Image-grounded pointing data
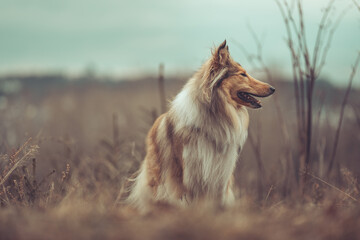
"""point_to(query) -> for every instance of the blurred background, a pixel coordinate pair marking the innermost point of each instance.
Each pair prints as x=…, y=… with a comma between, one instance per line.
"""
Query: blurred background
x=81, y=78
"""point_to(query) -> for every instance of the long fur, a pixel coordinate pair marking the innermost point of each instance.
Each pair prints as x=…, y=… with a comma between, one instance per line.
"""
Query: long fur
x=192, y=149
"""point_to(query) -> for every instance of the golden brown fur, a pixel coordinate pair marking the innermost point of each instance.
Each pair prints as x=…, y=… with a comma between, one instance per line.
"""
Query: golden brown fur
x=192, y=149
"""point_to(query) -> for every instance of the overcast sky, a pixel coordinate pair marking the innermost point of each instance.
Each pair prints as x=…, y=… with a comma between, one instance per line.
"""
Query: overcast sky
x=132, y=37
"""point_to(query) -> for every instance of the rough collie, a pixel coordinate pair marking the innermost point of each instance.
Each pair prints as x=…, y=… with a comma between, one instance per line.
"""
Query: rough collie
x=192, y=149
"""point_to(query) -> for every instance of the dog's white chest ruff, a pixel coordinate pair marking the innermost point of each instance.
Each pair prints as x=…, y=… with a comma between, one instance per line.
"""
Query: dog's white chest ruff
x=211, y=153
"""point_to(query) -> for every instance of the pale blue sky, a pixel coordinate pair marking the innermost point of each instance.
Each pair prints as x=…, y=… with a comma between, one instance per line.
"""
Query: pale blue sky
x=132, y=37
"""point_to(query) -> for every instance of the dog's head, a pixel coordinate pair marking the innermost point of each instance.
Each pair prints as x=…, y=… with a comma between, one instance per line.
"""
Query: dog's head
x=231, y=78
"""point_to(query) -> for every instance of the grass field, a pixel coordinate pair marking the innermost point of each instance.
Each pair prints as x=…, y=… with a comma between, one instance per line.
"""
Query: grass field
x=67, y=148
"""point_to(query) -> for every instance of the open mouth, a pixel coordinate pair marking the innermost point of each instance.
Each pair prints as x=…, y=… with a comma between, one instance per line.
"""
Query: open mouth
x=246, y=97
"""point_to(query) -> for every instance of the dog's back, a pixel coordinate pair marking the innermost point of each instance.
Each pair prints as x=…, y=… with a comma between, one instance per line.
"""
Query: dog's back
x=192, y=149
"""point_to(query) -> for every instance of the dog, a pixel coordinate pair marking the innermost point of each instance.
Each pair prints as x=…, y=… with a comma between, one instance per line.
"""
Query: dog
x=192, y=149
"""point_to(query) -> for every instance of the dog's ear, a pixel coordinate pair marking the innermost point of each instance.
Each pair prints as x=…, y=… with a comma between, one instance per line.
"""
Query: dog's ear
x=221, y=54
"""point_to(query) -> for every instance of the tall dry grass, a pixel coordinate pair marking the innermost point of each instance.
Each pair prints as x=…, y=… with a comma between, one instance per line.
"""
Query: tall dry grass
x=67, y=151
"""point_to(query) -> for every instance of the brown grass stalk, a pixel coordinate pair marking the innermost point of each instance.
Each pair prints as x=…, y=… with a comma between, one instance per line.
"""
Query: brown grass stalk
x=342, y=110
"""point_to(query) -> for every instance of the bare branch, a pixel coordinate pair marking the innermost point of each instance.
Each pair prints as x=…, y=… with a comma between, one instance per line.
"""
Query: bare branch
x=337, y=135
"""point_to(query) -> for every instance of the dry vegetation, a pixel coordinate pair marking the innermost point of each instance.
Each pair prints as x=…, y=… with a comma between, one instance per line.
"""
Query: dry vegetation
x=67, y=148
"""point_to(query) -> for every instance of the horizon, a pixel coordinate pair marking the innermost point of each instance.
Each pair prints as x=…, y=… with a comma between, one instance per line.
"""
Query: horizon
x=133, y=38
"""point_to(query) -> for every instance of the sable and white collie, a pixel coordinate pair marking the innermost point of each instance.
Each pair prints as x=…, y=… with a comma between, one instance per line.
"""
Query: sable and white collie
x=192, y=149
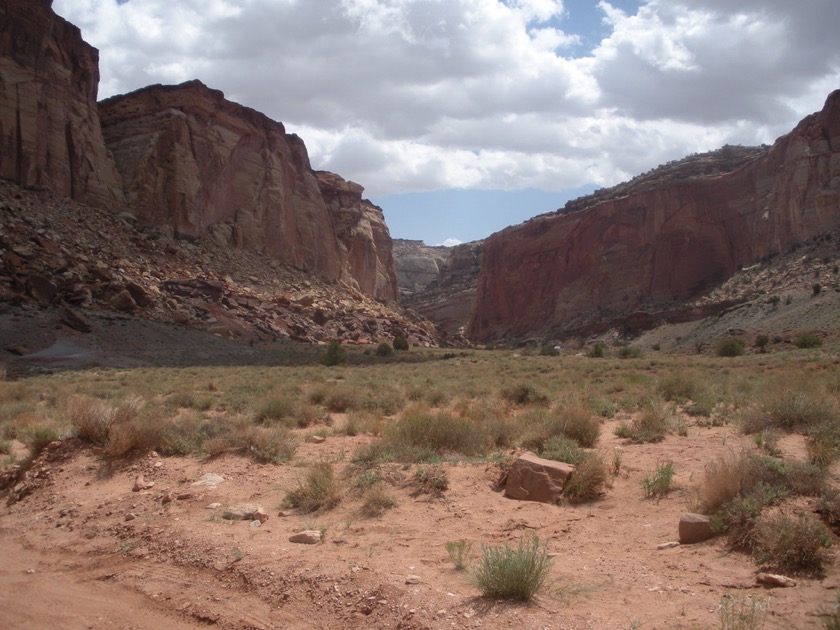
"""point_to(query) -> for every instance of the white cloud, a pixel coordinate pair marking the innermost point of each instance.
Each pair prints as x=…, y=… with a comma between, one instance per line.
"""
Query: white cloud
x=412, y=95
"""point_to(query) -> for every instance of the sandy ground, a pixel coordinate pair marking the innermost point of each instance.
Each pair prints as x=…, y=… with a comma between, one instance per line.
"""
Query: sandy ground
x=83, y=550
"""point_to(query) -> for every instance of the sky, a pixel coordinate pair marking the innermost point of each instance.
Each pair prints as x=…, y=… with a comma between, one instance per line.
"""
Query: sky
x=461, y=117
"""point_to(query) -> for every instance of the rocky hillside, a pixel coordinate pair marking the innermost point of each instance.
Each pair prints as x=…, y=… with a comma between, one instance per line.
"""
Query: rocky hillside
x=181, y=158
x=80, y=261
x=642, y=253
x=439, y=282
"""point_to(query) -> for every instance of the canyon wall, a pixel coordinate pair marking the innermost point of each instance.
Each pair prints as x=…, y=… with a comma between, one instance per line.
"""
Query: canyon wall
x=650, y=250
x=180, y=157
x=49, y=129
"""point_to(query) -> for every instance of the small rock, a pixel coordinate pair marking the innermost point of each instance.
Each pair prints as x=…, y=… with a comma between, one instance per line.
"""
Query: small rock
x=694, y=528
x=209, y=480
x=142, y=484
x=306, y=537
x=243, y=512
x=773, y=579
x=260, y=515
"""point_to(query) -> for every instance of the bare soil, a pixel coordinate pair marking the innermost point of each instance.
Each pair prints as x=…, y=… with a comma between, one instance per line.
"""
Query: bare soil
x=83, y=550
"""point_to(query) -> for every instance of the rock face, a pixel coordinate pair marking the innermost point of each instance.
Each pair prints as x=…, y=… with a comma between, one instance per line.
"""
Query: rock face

▸ **WORK ITEM**
Within the data, how many lines hold the word "face"? State only that number.

▸ **TASK RESULT**
2